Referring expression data
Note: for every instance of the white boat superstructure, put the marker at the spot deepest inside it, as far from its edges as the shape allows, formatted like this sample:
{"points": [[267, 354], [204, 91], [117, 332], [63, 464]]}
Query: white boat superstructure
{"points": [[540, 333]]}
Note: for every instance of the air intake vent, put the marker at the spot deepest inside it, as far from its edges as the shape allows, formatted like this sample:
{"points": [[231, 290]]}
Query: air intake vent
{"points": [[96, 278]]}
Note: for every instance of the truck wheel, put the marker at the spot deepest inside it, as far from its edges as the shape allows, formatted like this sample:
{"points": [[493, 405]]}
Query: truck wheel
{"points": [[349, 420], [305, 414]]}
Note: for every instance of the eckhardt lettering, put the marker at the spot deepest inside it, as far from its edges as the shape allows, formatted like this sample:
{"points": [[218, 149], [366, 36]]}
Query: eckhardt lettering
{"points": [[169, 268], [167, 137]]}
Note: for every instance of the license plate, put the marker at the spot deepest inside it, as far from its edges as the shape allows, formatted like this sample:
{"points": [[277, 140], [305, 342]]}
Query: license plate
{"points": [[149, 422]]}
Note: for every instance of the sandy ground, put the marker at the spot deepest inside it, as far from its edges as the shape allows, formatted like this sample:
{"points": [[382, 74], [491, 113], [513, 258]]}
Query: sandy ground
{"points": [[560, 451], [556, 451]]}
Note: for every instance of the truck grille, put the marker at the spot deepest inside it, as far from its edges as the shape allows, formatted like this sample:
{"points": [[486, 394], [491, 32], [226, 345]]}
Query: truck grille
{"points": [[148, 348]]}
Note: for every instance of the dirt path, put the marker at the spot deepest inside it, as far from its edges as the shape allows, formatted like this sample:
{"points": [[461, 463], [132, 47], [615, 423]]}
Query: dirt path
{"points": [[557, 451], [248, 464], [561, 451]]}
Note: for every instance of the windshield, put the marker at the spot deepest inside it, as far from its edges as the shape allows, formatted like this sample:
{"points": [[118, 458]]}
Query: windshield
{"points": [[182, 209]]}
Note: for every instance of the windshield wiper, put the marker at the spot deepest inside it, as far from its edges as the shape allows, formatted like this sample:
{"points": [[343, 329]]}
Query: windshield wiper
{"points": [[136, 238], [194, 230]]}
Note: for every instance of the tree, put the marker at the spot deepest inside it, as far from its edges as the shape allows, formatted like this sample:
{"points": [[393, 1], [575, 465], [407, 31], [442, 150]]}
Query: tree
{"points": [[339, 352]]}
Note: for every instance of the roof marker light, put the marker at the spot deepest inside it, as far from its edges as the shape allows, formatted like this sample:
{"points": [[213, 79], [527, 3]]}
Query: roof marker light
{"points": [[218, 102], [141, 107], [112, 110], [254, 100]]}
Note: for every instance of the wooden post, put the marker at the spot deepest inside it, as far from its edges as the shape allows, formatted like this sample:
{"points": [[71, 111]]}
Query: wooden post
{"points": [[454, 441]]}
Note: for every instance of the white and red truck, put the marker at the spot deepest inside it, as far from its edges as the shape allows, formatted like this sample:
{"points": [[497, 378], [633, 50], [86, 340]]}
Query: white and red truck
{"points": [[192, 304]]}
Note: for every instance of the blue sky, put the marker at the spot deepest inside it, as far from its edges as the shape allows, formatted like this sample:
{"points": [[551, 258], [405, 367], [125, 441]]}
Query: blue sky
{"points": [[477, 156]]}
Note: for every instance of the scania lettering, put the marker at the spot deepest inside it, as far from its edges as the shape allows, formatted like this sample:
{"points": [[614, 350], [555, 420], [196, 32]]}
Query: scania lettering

---

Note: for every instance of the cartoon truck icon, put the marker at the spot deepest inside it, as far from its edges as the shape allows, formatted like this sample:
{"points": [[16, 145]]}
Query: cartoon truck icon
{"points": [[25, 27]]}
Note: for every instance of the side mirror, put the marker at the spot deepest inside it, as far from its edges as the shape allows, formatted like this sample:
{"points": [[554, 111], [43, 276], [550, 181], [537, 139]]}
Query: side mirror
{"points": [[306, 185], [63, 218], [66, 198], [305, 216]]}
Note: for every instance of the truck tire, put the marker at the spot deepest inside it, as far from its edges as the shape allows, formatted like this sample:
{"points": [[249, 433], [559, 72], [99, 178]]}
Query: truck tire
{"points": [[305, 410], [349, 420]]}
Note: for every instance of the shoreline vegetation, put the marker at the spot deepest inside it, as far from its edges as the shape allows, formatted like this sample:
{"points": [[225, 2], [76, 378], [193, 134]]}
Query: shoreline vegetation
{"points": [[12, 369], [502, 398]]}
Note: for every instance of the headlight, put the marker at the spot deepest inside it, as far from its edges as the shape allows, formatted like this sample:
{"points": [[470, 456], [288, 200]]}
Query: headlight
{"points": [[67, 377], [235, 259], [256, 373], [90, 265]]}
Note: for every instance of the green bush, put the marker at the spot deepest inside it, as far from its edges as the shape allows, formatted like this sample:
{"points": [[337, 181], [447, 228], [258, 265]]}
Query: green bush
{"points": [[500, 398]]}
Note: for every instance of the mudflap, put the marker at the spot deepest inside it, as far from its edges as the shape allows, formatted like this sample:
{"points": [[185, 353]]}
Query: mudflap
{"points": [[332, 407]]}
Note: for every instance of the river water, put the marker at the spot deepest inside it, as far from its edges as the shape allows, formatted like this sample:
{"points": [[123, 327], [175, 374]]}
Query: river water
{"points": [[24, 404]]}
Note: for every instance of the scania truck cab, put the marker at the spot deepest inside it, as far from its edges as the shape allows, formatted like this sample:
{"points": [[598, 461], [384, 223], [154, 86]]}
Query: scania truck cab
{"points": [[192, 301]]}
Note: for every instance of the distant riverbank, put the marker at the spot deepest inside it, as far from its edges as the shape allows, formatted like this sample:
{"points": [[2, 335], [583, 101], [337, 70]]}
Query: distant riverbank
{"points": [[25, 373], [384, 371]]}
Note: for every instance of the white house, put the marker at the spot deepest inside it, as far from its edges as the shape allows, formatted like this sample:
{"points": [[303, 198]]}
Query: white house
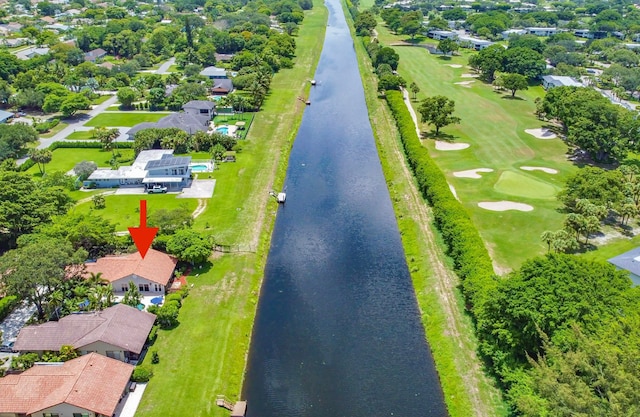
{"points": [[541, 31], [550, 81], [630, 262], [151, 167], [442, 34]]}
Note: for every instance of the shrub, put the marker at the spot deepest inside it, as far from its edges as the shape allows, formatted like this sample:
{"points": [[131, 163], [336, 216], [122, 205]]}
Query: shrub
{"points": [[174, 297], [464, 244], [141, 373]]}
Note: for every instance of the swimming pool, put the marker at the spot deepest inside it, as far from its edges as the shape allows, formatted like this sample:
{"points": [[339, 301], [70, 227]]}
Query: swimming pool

**EXERCISE AIM**
Find the string "pool" in the records, then copy each line where it occurs.

**OUTPUT**
Note: for every instance of the swimming pool, put the marker at the spot deepest inside it, as far from its edges as the shape allows, formatted like this sample:
Query: swimming pool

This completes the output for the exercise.